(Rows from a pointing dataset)
------

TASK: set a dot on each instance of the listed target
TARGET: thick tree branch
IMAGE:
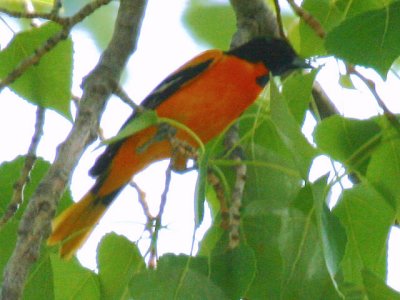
(98, 86)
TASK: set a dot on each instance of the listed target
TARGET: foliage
(294, 245)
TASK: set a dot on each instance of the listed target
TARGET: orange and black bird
(206, 94)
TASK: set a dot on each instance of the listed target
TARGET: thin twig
(57, 4)
(231, 140)
(215, 182)
(158, 224)
(23, 180)
(51, 42)
(127, 100)
(279, 19)
(372, 88)
(308, 19)
(99, 84)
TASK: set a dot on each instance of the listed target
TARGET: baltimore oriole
(206, 94)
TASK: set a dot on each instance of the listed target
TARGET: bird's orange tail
(74, 225)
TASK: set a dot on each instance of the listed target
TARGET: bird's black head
(277, 55)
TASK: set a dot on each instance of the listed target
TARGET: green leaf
(118, 260)
(39, 284)
(48, 83)
(304, 241)
(384, 170)
(355, 7)
(176, 277)
(200, 192)
(297, 91)
(332, 233)
(377, 289)
(71, 279)
(349, 141)
(10, 173)
(140, 122)
(210, 23)
(377, 46)
(367, 218)
(346, 82)
(326, 12)
(262, 230)
(105, 15)
(290, 131)
(234, 271)
(8, 239)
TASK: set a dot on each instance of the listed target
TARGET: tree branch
(98, 86)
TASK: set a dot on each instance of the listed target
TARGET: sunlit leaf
(377, 46)
(47, 83)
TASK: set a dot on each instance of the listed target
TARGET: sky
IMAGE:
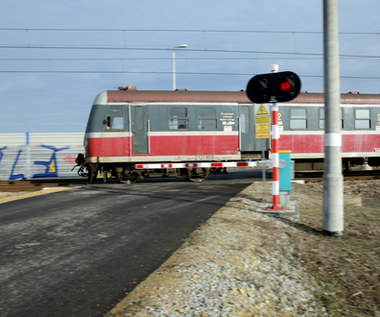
(56, 56)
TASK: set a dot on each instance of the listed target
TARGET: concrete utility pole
(332, 178)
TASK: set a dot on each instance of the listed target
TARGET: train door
(246, 131)
(139, 126)
(253, 131)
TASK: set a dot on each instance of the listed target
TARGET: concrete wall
(39, 155)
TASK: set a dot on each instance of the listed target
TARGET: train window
(178, 119)
(116, 119)
(322, 119)
(207, 119)
(298, 118)
(139, 116)
(362, 119)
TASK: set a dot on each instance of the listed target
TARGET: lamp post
(173, 63)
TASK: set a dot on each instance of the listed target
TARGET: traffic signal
(273, 87)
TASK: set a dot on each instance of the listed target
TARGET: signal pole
(332, 178)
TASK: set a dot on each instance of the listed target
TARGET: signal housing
(273, 87)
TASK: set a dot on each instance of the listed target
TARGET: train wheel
(197, 174)
(92, 172)
(128, 181)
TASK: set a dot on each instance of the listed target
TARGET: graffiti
(51, 166)
(17, 176)
(2, 148)
(70, 159)
(16, 162)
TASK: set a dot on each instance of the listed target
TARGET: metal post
(173, 70)
(275, 155)
(275, 160)
(332, 177)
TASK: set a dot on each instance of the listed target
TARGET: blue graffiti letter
(17, 176)
(51, 166)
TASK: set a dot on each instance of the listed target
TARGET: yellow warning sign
(262, 110)
(262, 119)
(262, 131)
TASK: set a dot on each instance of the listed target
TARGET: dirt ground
(345, 269)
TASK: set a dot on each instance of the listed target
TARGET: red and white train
(133, 134)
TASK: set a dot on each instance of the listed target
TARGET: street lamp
(173, 63)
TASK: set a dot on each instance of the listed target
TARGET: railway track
(359, 175)
(38, 184)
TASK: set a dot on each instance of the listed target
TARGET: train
(132, 134)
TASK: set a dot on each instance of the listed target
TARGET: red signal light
(285, 86)
(273, 87)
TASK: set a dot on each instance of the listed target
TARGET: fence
(39, 155)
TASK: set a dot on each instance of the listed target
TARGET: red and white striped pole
(275, 155)
(275, 159)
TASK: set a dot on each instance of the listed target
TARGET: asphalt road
(78, 252)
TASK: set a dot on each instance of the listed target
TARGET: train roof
(133, 95)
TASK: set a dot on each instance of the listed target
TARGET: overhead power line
(180, 30)
(163, 73)
(70, 47)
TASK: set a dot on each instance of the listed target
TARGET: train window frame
(297, 122)
(207, 119)
(178, 121)
(115, 122)
(358, 120)
(321, 119)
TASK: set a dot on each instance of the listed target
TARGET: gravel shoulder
(243, 263)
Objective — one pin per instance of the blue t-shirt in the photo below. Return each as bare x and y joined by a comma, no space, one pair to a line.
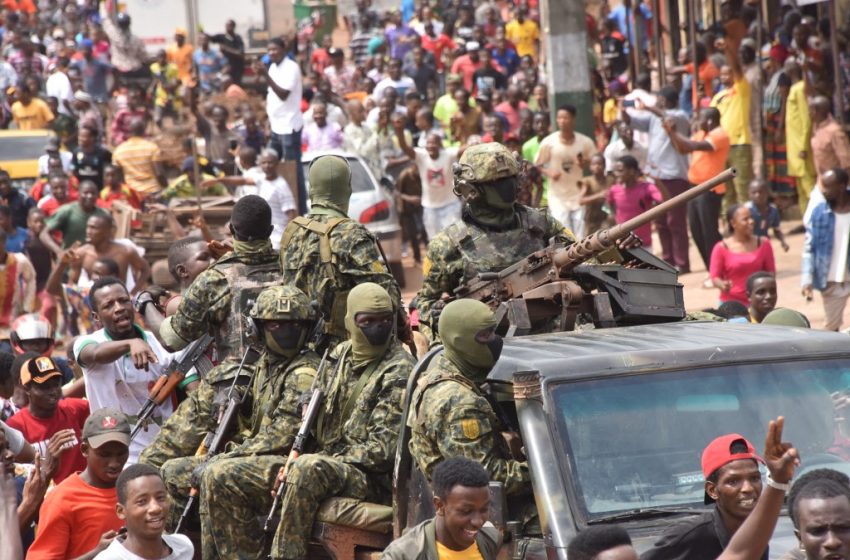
764,223
15,241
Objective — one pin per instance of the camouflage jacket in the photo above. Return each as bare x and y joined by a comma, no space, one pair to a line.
207,307
368,436
275,413
354,258
449,416
464,249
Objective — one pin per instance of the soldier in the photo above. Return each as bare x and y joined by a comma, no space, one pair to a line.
449,415
326,253
234,486
215,303
495,231
357,429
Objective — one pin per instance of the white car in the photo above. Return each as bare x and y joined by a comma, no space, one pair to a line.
371,204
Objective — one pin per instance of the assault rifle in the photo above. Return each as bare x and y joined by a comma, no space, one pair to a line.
317,397
554,283
166,383
215,441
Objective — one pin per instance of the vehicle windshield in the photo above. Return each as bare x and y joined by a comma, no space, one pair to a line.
635,442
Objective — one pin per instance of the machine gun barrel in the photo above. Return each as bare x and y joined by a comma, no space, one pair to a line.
586,248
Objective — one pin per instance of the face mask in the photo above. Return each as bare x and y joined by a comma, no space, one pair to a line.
378,333
285,340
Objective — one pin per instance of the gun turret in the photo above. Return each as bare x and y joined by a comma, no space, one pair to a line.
554,282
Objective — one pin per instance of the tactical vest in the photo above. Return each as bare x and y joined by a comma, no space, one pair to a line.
493,251
332,300
246,282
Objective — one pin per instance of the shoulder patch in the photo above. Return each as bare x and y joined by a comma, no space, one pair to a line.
471,428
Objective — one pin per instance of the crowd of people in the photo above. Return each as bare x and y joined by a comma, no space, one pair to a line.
449,101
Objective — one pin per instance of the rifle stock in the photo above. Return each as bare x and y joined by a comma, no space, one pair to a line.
167,382
554,262
317,397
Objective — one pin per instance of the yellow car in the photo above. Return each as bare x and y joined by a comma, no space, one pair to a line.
19,153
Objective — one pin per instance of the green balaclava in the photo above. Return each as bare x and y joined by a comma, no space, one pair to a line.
460,321
787,318
330,185
366,345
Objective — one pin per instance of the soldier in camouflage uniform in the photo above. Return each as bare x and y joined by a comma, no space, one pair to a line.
495,231
325,253
234,486
449,415
357,429
215,303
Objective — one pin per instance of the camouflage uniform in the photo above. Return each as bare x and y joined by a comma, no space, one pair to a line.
209,306
326,266
464,249
356,435
449,416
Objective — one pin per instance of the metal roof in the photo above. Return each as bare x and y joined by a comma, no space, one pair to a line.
669,345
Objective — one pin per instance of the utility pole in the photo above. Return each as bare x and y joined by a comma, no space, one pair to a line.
564,35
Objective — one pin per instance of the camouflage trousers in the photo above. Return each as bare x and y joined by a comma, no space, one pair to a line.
184,430
311,479
234,493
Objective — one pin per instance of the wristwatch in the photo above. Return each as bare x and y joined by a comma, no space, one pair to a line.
784,487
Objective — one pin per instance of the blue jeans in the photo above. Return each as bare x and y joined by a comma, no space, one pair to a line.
288,147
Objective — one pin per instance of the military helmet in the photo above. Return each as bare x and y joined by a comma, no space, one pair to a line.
483,163
283,303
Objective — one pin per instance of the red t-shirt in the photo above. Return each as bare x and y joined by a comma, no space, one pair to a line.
737,267
72,519
70,414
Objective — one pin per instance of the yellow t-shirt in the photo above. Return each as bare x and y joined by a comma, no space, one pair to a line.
471,553
524,36
734,106
33,116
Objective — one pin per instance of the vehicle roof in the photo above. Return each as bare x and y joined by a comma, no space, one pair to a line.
677,345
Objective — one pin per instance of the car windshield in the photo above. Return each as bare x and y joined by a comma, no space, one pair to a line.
360,180
635,442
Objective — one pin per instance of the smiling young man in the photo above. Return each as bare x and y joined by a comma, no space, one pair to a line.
77,519
733,482
143,505
121,360
460,530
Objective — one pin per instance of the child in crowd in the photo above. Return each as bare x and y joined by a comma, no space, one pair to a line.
765,214
594,192
48,414
143,504
78,517
630,196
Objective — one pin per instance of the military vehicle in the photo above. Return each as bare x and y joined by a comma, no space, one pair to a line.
614,422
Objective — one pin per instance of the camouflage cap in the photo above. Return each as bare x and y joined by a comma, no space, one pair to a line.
283,303
482,163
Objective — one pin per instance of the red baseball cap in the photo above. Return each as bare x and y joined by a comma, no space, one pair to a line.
719,453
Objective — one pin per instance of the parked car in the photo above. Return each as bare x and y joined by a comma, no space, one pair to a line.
372,205
19,153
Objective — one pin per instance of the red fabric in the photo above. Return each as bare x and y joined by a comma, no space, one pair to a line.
70,414
737,267
631,201
72,519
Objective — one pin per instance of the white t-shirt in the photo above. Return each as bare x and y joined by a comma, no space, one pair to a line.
285,115
436,176
564,192
280,199
120,385
840,245
180,545
59,86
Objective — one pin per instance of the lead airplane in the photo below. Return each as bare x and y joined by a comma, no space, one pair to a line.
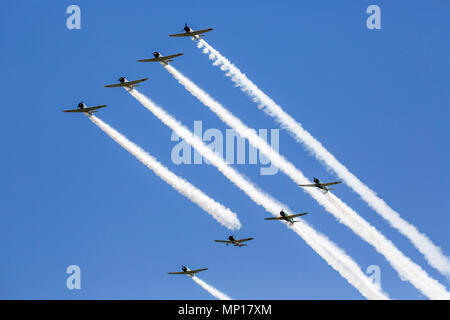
188,32
83,108
188,272
286,217
320,185
235,242
158,57
125,83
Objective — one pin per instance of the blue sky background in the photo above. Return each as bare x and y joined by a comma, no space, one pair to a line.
378,100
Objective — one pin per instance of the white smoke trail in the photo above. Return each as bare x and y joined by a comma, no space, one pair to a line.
432,253
223,215
328,250
406,268
213,291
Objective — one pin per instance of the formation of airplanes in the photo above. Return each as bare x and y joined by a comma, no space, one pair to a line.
130,85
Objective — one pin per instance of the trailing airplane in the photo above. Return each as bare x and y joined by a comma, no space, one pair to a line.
158,57
83,108
188,32
188,272
320,185
235,242
125,83
287,218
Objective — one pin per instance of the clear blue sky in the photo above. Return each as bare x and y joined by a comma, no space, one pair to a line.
377,99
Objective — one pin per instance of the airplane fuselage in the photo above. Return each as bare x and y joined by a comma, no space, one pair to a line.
283,215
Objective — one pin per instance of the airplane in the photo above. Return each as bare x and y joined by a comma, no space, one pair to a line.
158,57
83,108
320,185
287,218
235,242
125,83
188,32
188,272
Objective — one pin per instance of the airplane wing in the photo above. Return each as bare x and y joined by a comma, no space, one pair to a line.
330,183
177,273
223,241
196,271
125,84
190,34
85,109
297,215
161,59
274,218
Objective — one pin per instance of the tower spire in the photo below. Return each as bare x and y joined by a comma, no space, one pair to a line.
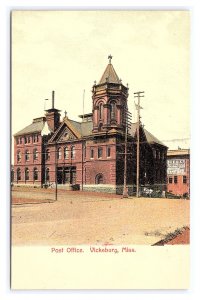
110,58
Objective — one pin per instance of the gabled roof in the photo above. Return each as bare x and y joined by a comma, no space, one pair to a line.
36,126
109,75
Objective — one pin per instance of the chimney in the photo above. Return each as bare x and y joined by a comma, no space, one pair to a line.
53,115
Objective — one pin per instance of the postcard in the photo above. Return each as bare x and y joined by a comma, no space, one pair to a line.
100,175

------

> **Problem requirements**: Please copy out, word for word, the entries from the line containing "Objective — one pin per instance of the clear" through the end of the entries, both ends included. Leave the pictures out of your copy.

> **Correct response**:
Objective — one pin per instance of the clear blue sky in the photo above. Return each as bare x and y joined by a comma, no space, one pair to a line.
377,99
Objective — one pin per instance of the airplane fuselage in the photo above. Return each as bare x and y joined by a comma, no space, one pair to a line.
283,215
Objective — one pin per instance of the airplane in the photo above. Return each as bare x and y joined by a comma, no space, one pair to a line.
158,57
83,108
320,185
287,218
235,242
125,83
188,32
188,272
Objective — one pin per instance of the airplane wing in the photo above. Return each as bare x and y joined by a comma, no space, one pair to a line.
330,183
177,273
223,241
196,271
125,84
190,34
85,109
297,215
161,59
274,218
Objective — one pin per instance of the tower spire in the photo below. Return each as bare x and y joined by a comma, no space, one pair to a line.
110,58
Objective — one pin per instance of the gabled roof in the photo above. Return each as bare x and y joined by a comma, no space, one pair to a line.
36,126
109,75
Objective — one pin per instance of the chimney in the photo above. Return each as bare x and y joined by a comma, no space, one pair to a line.
53,115
Objective — one pin per instance of the postcard in the photo above. Return each as bare x and y joined by a comma, no space, one pair to a line.
100,175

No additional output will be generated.